The problem → Revise the rows below so that every "wooden spoon" becomes "wooden ladle", and leave everything else untouched.

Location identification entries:
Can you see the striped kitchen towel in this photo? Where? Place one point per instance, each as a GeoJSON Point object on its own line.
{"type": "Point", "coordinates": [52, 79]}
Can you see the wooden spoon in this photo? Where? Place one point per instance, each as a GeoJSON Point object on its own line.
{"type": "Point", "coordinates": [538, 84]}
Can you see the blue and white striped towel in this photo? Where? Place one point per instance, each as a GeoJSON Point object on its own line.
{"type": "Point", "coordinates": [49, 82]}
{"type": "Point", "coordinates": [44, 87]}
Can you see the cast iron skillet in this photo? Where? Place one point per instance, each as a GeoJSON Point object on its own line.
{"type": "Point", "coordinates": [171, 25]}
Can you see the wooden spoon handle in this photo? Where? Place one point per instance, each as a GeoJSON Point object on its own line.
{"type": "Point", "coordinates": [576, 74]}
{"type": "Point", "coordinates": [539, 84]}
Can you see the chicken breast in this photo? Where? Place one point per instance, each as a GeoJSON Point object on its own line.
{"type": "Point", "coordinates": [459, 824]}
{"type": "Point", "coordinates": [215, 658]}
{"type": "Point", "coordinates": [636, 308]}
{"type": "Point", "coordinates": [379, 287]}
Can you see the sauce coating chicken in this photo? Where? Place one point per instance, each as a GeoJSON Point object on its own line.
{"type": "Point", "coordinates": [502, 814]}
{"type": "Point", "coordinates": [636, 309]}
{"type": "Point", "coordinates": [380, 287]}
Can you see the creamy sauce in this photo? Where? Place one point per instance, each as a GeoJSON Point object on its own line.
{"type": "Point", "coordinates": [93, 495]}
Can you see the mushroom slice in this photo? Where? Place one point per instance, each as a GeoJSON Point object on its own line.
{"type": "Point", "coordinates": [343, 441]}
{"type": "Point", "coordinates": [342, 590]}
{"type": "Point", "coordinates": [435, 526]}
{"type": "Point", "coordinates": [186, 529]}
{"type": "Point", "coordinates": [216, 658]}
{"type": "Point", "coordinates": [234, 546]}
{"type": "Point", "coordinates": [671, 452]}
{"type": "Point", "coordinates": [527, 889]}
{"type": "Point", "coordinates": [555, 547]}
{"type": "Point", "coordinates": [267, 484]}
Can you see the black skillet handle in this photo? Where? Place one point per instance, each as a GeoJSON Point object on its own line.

Exercise answer →
Can you see the striped kitchen towel in this photo? Where? Place one point per instance, each as a GeoJSON Point object on its own line.
{"type": "Point", "coordinates": [52, 79]}
Can you see the wooden ladle in this photo? Where? Place one point per instance, each as a GeoJSON Point object on its own line.
{"type": "Point", "coordinates": [538, 84]}
Can you see the blue and white striped towel in this photo? Where? Place one point per instance, each as a GeoJSON Point object on its own line.
{"type": "Point", "coordinates": [49, 82]}
{"type": "Point", "coordinates": [44, 87]}
Can you see the cast iron skillet in this photo? Where? Place one point per instance, each as a GeoJSON Point object on its own line.
{"type": "Point", "coordinates": [171, 25]}
Can you see the wooden ladle handle in this photo? Where? Place one point per instance, each as a GeoJSON Point object on its own line.
{"type": "Point", "coordinates": [576, 74]}
{"type": "Point", "coordinates": [539, 84]}
Can you see the chicken breast in this photo? Where? Place one point per instance, each as a GeoJSON Point object on its own line.
{"type": "Point", "coordinates": [459, 824]}
{"type": "Point", "coordinates": [215, 658]}
{"type": "Point", "coordinates": [636, 308]}
{"type": "Point", "coordinates": [379, 287]}
Can you see the sauce coating chicken in this photo? Where? Place one point per instance, each as a GeoJSON Point object on its own line.
{"type": "Point", "coordinates": [502, 814]}
{"type": "Point", "coordinates": [636, 309]}
{"type": "Point", "coordinates": [380, 287]}
Can you see the creamy sauce in this photo? Where? Place one point per instance, each as a GeoJSON Point object on its own line.
{"type": "Point", "coordinates": [93, 495]}
Can you see the mushroom slice in this photo? Where? Place one point per instance, each as a GeoJSON Point object on its own line.
{"type": "Point", "coordinates": [343, 441]}
{"type": "Point", "coordinates": [342, 590]}
{"type": "Point", "coordinates": [435, 526]}
{"type": "Point", "coordinates": [186, 529]}
{"type": "Point", "coordinates": [216, 658]}
{"type": "Point", "coordinates": [234, 546]}
{"type": "Point", "coordinates": [671, 452]}
{"type": "Point", "coordinates": [527, 889]}
{"type": "Point", "coordinates": [555, 547]}
{"type": "Point", "coordinates": [267, 484]}
Can you see the black skillet handle in this photo? Where? Place one point per instance, each as a GeoJSON Point object on its own line.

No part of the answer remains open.